# TASK TO CARRY OUT
Output each line of the material exactly as it stands.

# SOURCE DATA

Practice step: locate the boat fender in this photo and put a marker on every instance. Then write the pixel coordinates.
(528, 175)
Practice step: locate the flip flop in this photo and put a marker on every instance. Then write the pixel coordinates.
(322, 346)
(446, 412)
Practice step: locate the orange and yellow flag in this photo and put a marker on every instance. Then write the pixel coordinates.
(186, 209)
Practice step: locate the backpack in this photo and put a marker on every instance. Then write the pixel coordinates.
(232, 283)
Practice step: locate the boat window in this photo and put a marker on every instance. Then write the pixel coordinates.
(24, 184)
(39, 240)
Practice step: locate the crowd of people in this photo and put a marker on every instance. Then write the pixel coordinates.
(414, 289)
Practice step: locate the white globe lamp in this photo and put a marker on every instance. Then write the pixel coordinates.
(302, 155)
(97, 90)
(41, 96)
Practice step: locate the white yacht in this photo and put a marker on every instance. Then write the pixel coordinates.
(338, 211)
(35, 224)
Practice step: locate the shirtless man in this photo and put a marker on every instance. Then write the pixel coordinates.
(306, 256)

# EXERCISE ANSWER
Practice step: locate the boat fender in this photo and put a marker on every instance. Then write the pixel coordinates.
(528, 175)
Practice step: locate the flip flop in this photo and put a marker on every instance. Then write the pixel coordinates.
(322, 346)
(446, 412)
Practice step: locate the orange and yellow flag in this photo and put a marker on every instance. Then write the pixel coordinates.
(186, 209)
Practice step: locate the backpack in this photo and put a marker on every instance. Then write the pixel coordinates.
(232, 283)
Practice step: locate the boat window in this photo and put a marker on every instance. Then write the pixel coordinates.
(24, 184)
(39, 240)
Practice step: locate the crowd of people in this photo and put a marker on every instance. Then write the pixel coordinates.
(414, 289)
Practice step: locate the white globe lamp in this photo and put a marker on every instance. Then write the pixel coordinates.
(302, 155)
(97, 90)
(41, 96)
Practice step: locate the white yacht in this photo and put a marker on every instance. Then write the pixel coordinates.
(338, 211)
(35, 224)
Practice step: locate the shirtless man in this photo and put a marker on every instance. Then write the pixel coordinates.
(306, 256)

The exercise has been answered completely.